═══ Testo di lettura

Bregola ha scritto un libro che ha pretese, è intrattenimento sì, ma
destinato a lettori forti, già tenuti in ostaggio dalle stesse domande
insolubili che l’autore ossessivamente si pone. Il senso della letteratura,
l’urgenza inutile di questo mezzo onanistico e violento, il ruolo del
giovane intellettuale che non si piega allo studio legale o alla fabbrica di
polistirolo, che combatte una battaglia disperata sempre sul filo
dell’indigenza economica.
Il
fisico dell’autodidatta è debilitato (insonnia, infiammazioni alle
vie urinarie) da un cervello che brucia senza requie, sempre impegnato a
deframmentare e a ricodificare i messaggi esterni che non scivolano mai
addosso, ma scavano ferite alleviate da sedativi che regalano speranze e
nuovi disagi. La pubblicazione di un libro, le presentazioni in giro per
l’Italia, le prime timide frequentazioni cultural mondane spesso deludenti
si intersecano con le problematiche di sempre, una vita di coppia logora,
adulterio ad alta concentrazione di complessi di colpa, la maledizione del
proletariato, la precarietà lavorativa, i genitori che iniziano ad
assomigliarci pericolosamente e ad apparire nella loro fragilità.

══════
═══ I dati

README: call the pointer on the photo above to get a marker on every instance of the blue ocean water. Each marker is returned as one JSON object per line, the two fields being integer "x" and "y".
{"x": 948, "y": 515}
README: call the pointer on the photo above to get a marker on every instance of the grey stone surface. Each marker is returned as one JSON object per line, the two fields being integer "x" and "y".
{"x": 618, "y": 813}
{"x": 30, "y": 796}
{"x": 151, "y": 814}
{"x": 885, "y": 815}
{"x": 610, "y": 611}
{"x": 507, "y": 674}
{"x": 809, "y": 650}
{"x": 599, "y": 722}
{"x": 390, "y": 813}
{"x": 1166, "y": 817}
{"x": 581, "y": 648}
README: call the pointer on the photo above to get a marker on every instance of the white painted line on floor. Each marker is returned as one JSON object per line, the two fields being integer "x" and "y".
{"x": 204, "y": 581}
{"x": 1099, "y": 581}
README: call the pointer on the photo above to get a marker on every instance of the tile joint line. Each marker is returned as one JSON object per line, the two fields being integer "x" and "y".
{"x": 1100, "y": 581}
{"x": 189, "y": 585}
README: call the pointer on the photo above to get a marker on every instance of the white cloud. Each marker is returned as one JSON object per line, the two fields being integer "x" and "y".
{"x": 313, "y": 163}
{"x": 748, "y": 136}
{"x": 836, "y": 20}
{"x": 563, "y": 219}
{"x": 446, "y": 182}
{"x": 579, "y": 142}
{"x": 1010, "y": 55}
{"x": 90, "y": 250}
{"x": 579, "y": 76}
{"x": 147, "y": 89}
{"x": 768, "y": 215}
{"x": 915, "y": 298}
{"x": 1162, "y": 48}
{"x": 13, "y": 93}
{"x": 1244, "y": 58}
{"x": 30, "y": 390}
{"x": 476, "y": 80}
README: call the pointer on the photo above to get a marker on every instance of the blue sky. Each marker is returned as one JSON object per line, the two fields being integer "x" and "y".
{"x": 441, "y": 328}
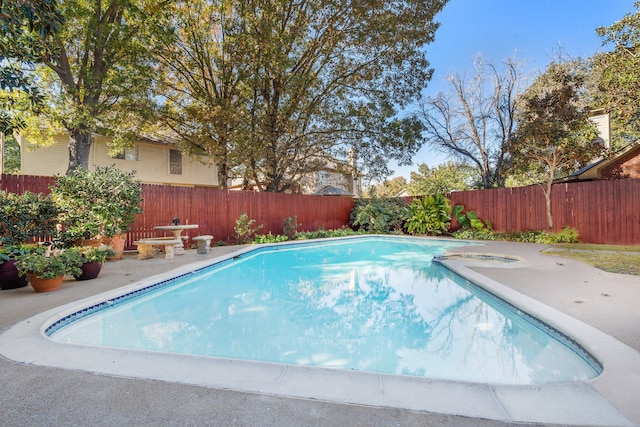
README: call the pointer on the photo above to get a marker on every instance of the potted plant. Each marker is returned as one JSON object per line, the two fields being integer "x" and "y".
{"x": 9, "y": 276}
{"x": 90, "y": 260}
{"x": 23, "y": 219}
{"x": 45, "y": 273}
{"x": 98, "y": 204}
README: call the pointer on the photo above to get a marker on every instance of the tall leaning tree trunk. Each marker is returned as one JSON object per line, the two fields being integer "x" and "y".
{"x": 547, "y": 197}
{"x": 79, "y": 148}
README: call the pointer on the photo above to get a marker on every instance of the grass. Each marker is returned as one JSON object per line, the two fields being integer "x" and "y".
{"x": 611, "y": 258}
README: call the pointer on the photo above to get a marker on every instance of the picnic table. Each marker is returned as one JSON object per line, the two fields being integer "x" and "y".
{"x": 177, "y": 230}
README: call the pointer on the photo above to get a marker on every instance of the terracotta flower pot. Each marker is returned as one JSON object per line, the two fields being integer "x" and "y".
{"x": 94, "y": 243}
{"x": 9, "y": 278}
{"x": 90, "y": 270}
{"x": 44, "y": 285}
{"x": 117, "y": 244}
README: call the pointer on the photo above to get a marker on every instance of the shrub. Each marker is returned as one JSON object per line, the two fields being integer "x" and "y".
{"x": 469, "y": 219}
{"x": 98, "y": 203}
{"x": 26, "y": 217}
{"x": 567, "y": 235}
{"x": 429, "y": 215}
{"x": 244, "y": 231}
{"x": 269, "y": 238}
{"x": 378, "y": 215}
{"x": 290, "y": 227}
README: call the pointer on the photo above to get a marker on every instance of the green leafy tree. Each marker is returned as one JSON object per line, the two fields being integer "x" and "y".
{"x": 325, "y": 82}
{"x": 94, "y": 68}
{"x": 474, "y": 121}
{"x": 22, "y": 23}
{"x": 441, "y": 179}
{"x": 201, "y": 86}
{"x": 11, "y": 156}
{"x": 555, "y": 135}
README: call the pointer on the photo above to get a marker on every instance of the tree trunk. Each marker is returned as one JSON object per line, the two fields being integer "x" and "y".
{"x": 79, "y": 147}
{"x": 547, "y": 198}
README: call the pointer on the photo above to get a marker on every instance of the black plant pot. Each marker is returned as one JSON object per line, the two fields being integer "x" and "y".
{"x": 9, "y": 278}
{"x": 90, "y": 270}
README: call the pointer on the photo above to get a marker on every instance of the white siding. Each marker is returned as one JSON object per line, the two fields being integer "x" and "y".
{"x": 152, "y": 166}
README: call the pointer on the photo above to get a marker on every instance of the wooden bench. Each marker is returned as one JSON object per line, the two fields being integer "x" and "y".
{"x": 204, "y": 243}
{"x": 147, "y": 247}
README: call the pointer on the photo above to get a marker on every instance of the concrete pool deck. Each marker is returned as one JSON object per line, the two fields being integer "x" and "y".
{"x": 233, "y": 393}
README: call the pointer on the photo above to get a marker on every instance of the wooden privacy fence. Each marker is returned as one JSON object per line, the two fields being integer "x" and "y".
{"x": 605, "y": 211}
{"x": 215, "y": 211}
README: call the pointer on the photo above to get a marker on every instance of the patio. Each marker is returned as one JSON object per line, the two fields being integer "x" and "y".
{"x": 35, "y": 395}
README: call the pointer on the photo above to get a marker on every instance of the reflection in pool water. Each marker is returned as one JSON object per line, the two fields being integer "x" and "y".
{"x": 372, "y": 304}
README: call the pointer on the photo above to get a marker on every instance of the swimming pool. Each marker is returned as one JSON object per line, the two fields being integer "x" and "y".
{"x": 375, "y": 304}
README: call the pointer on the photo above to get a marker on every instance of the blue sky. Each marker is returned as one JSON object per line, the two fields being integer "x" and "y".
{"x": 532, "y": 29}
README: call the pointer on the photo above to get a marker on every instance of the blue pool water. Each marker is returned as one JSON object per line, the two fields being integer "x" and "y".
{"x": 372, "y": 304}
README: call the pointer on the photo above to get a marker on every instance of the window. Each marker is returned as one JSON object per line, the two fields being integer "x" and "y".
{"x": 128, "y": 154}
{"x": 175, "y": 162}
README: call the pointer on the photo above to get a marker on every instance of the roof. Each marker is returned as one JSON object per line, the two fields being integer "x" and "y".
{"x": 602, "y": 163}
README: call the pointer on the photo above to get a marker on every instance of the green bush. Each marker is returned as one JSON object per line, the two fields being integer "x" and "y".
{"x": 49, "y": 267}
{"x": 429, "y": 215}
{"x": 244, "y": 231}
{"x": 378, "y": 215}
{"x": 290, "y": 226}
{"x": 567, "y": 235}
{"x": 468, "y": 219}
{"x": 25, "y": 217}
{"x": 99, "y": 203}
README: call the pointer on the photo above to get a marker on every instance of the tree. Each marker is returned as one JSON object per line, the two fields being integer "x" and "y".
{"x": 95, "y": 66}
{"x": 555, "y": 134}
{"x": 441, "y": 179}
{"x": 201, "y": 87}
{"x": 281, "y": 88}
{"x": 22, "y": 23}
{"x": 476, "y": 120}
{"x": 617, "y": 76}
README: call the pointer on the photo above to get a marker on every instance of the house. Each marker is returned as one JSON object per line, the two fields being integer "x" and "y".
{"x": 155, "y": 161}
{"x": 624, "y": 163}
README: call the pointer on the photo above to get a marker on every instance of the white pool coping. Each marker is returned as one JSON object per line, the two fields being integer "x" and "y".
{"x": 599, "y": 402}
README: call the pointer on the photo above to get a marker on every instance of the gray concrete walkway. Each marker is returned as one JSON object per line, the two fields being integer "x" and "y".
{"x": 37, "y": 395}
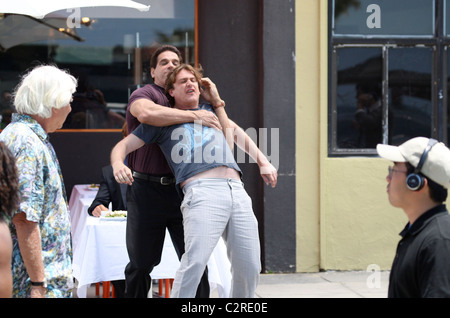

══════

# Esercizi da svolgere:
**A.** Riassumi in forma più breve il paragrafo della recensione che comincia con "Bregola ha scritto un libro", mantenendone i fatti principali.
**B.** Trascrivi le righe dei dati sostituendo "photo" con "image" e lasciando invariato tutto il resto. Parti dalla riga che contiene "of the house." e arriva fino all'ultima riga dei dati, senza riportare le immagini.

# Soluzioni:
**A.** Il libro di Bregola è ambizioso: è intrattenimento, ma per lettori forti, già ossessionati come l'autore dalle stesse domande insolubili. Tra queste ci sono il senso della letteratura e l'urgenza inutile di questo mezzo onanistico e violento. C'è anche il ruolo del giovane intellettuale che rifiuta lo studio legale o la fabbrica di polistirolo e combatte una battaglia disperata sempre sull'orlo dell'indigenza.

**B.**
README: call the pointer on the image above to get a marker on every instance of the house. Each marker is returned as one JSON object per line, the two fields being integer "x" and "y".
{"x": 155, "y": 161}
{"x": 624, "y": 163}
README: call the pointer on the image above to get a marker on every instance of the white pool coping. Each marker is returned as one JSON object per line, the two fields being integer "x" and "y".
{"x": 599, "y": 402}
README: call the pointer on the image above to get a marker on every instance of the gray concrete walkway. Each marker is returned as one JSON object per line, the two fields being integer "x" and "y".
{"x": 37, "y": 395}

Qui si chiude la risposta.